[[ SUPPLIED DATA, beginning ]]

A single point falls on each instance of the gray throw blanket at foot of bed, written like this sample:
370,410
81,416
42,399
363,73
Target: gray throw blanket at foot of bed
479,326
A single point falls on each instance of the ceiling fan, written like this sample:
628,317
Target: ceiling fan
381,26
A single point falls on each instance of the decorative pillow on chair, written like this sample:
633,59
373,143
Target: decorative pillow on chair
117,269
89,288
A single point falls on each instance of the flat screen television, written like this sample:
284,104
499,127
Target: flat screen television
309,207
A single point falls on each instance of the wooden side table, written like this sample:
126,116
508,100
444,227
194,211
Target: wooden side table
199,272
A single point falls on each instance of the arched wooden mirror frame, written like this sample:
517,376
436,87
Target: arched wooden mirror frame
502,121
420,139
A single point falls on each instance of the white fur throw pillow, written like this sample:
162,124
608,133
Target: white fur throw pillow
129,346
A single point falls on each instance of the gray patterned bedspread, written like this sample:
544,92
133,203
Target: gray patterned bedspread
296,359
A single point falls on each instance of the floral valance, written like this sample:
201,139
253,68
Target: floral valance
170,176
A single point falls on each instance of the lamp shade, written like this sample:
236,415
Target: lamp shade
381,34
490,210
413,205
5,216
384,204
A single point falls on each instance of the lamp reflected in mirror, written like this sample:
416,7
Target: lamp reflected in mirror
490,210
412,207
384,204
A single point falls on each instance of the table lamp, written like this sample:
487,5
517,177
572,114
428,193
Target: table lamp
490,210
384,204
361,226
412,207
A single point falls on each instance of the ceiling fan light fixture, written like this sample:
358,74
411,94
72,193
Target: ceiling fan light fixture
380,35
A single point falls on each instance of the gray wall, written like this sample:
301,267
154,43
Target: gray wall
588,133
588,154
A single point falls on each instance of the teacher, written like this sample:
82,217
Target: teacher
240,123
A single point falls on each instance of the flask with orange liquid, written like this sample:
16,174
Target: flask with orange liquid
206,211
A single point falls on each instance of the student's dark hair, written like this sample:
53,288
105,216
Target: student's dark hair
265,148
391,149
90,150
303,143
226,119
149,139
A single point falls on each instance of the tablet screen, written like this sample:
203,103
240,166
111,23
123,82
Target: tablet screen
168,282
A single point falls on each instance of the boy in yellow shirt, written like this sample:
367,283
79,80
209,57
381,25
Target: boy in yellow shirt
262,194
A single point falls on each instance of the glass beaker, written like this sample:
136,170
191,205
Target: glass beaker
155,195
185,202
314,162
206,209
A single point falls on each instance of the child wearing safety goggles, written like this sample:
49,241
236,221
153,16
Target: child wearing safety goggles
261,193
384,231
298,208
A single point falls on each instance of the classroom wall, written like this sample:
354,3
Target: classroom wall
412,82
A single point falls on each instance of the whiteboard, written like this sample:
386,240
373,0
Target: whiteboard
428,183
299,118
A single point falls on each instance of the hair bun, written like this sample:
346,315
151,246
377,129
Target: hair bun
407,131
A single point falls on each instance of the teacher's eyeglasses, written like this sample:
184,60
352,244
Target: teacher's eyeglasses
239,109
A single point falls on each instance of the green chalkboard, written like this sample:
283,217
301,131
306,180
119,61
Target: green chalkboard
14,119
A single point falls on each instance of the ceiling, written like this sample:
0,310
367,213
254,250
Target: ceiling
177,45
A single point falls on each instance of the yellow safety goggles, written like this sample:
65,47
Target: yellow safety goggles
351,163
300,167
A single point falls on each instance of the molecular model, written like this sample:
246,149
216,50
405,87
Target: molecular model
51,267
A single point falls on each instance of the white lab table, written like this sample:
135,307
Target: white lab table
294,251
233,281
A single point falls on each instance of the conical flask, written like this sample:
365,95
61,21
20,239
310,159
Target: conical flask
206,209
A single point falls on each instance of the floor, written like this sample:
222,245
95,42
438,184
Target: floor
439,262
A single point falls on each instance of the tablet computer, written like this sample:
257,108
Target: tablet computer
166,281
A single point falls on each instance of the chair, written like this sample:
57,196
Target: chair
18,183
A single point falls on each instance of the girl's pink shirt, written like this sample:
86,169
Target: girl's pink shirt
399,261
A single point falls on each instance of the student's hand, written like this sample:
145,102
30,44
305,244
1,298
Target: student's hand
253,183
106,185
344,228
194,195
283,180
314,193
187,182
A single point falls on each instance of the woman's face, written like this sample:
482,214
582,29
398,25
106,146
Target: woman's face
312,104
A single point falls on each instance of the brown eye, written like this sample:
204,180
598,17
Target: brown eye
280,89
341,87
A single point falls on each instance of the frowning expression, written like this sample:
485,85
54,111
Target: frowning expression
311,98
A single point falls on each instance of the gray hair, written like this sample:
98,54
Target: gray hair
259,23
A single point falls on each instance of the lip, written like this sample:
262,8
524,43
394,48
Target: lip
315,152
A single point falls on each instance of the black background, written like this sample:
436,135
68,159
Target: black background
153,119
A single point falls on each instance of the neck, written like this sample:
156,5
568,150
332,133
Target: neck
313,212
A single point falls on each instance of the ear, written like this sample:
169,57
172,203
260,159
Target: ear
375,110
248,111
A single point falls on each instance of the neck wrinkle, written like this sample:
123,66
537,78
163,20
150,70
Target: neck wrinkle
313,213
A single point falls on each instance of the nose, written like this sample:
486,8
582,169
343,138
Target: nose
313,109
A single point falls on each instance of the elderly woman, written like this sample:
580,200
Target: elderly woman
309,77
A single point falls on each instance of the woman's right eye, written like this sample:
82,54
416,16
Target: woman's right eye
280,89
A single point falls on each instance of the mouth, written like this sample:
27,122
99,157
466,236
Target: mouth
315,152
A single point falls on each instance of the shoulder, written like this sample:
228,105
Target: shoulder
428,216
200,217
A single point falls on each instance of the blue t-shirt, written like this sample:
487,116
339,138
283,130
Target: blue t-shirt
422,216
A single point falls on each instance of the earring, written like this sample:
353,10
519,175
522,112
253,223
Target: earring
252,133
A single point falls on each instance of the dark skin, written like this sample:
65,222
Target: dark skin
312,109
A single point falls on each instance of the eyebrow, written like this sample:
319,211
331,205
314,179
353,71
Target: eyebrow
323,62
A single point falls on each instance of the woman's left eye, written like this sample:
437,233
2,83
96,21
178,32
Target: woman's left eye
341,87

[[ SUPPLIED DATA, end ]]

§ **ABOUT THIS TASK**
Write out every entry again, keeping each line exactly the same.

§ **OUTPUT FOR THIS EXERCISE**
A single point falls on each instance of the gray throw blanket at foot of bed, written like this sample:
370,410
81,416
42,399
363,73
Target: gray throw blanket at foot of bed
479,326
A single point falls on each instance of the ceiling fan, written like this sample:
628,317
Target: ceiling fan
381,26
A single point falls on each instance of the decorative pillow on chair, written like this sample:
633,59
373,143
Target: decorative pillow on chair
117,269
89,288
A single point falls on each instance of the flat screen television, written like this sample:
284,104
499,127
Target: flat screen television
309,207
A single point falls on each instance of the wooden side table, written like this sample:
126,116
508,100
444,227
194,211
Target: wooden side table
199,272
A single point falls on each instance of the arched wooden mirror frame, written like this sample:
517,376
436,87
Target: arched wooden mirror frame
502,121
420,139
A single point falls on each instance of the white fur throw pillow, written like this sample:
162,124
608,133
Target: white fur throw pillow
129,346
A single point falls on each instance of the gray patterned bedspread, written like this sample:
544,92
133,203
Target: gray patterned bedspread
296,359
A single point falls on each instance of the floral valance, written like this sample:
201,139
253,68
Target: floral valance
170,176
A single point falls on each instance of the lamp shade, written like this sample:
236,415
Target: lamp shade
381,34
490,210
413,205
5,216
384,204
A single point falls on each instance of the lamp reflected in mirror, written like this sample:
416,7
Target: lamp reflected in mirror
490,210
412,207
384,204
A single point falls on each instance of the table lamp, written like this sample:
487,5
517,177
572,114
428,193
Target: table lamp
490,210
384,204
361,226
412,207
A single point falls on each instance of the ceiling fan light fixture, written like this sample:
358,74
411,94
72,193
Target: ceiling fan light fixture
380,35
A single point falls on each instance of the gray wall, written like this sample:
301,267
154,43
Target: gray wall
588,133
588,154
A single point falls on each instance of the teacher, written like this sample:
82,217
Target: teacher
240,123
A single point falls on each instance of the flask with orange liquid, written like this sample:
16,174
Target: flask with orange liquid
206,211
A single point falls on each instance of the student's dark hair, written like this sample:
53,288
105,216
Target: student's dark hair
265,148
391,149
90,150
303,143
226,119
149,139
A single point falls on each instance of the tablet screen, written like this sample:
203,103
240,166
111,23
123,82
Target: tablet screen
168,282
A single point falls on each instance of the boy in yellow shirt, written like this sample:
367,283
79,80
209,57
381,25
Target: boy in yellow shirt
262,194
A single point falls on each instance of the glass beaker, written like this sample:
136,170
191,205
Target: glass beaker
155,195
185,202
314,162
206,209
A single point falls on each instance of the child wearing safety goggles, written like this sample:
49,241
236,221
153,16
Target: child wearing safety goggles
261,193
384,231
298,208
A single point falls on each instance of the classroom wall, written like this sample:
354,3
Target: classroom wall
412,82
A single point falls on each instance of the whiteboard, written like this sample:
386,240
373,0
Target: whiteboard
428,183
299,118
A single point falls on each instance of the hair bun, written like this sample:
346,315
151,246
377,129
Target: hair bun
407,131
A single point falls on each instance of the teacher's eyeglasses, written like this sample:
184,60
352,244
Target: teacher's eyeglasses
239,109
A single point falls on each instance of the green chalkboard, written like this sample:
283,217
301,131
306,180
119,61
Target: green chalkboard
14,119
A single point falls on each instance of the ceiling, written like this sample:
0,310
367,213
254,250
Target: ceiling
177,45
A single point falls on each instance of the yellow safety goggles, written like this sample:
65,47
Target: yellow safety goggles
351,163
300,167
A single point falls on each instance of the molecular model, written like this sample:
246,149
216,50
405,87
Target: molecular model
51,267
A single point falls on each instance of the white lab table, written like this sample:
135,307
Target: white lab table
294,251
233,281
A single point falls on each instance of the conical flask, written like this sample:
365,95
61,21
20,239
310,159
Target: conical flask
206,209
A single point falls on each instance of the floor, written like this sample:
222,245
95,42
438,184
Target: floor
439,262
A single point falls on each instance of the tablet computer, written like this sample:
257,108
Target: tablet computer
166,281
A single point falls on each instance of the chair, written like this sample:
57,196
Target: chair
18,183
A single point falls on each instance of the girl's pink shirt, written like this sample:
86,169
Target: girl's pink shirt
399,261
A single point falls on each instance of the student's hand, written like this sample:
145,102
30,44
305,244
1,298
Target: student's hand
253,183
106,185
344,228
194,195
283,180
314,193
187,182
A single point falls on each instance of the woman's face, written like this sample:
482,214
582,29
398,25
106,146
Target: woman's face
312,104
A single point falls on each instance of the brown eye, written like this sample:
204,180
598,17
Target: brown eye
280,89
341,87
A single point falls on each instance of the frowning expression, written like this sample:
485,85
54,111
Target: frowning expression
311,98
A single point falls on each instance of the gray hair, written like this sample:
98,54
Target: gray hair
259,23
A single point falls on each instance of the lip, written like this sample:
262,8
524,43
394,48
Target: lip
315,152
A single point falls on each instance of the black background, written like this sample:
436,135
68,159
Target: black background
153,119
A single point falls on each instance of the neck, written like this sample:
156,5
568,150
332,133
Target: neck
313,212
A single point falls on each instance of the ear, written like this sample:
169,57
172,203
260,159
Target: ear
375,110
248,111
A single point falls on each instance of the neck wrinkle, written like this sample:
123,66
537,78
163,20
150,70
Target: neck wrinkle
313,213
A single point falls on each instance of the nose, written like this sample:
486,8
582,169
343,138
Target: nose
313,109
A single point falls on each instance of the elderly woman, written like this sample:
580,200
Target: elderly woman
309,77
A single point falls on each instance of the woman's right eye, written like this sample:
82,54
416,16
Target: woman's right eye
280,89
A single point falls on each instance of the mouth, written like this sample:
27,122
99,157
466,236
Target: mouth
315,152
A single point falls on each instance of the shoulder, written like this sample:
228,105
Target: shoulder
428,216
200,217
A single point falls on each instance of the blue t-shirt, written like this sample:
487,116
339,138
283,130
Target: blue t-shirt
422,216
A single point falls on each instance of the earring, written like this sample:
353,10
519,175
522,112
253,223
Target: earring
252,133
A single point falls on each instance of the dark skin, written like this sample:
65,222
Target: dark skin
312,109
A single point falls on each instance of the eyebrow, written like this sample:
319,211
331,205
314,179
353,71
Target: eyebrow
323,62
A single point falls on each instance of the woman's left eye, written like this sample:
437,233
2,83
96,21
178,32
Target: woman's left eye
341,87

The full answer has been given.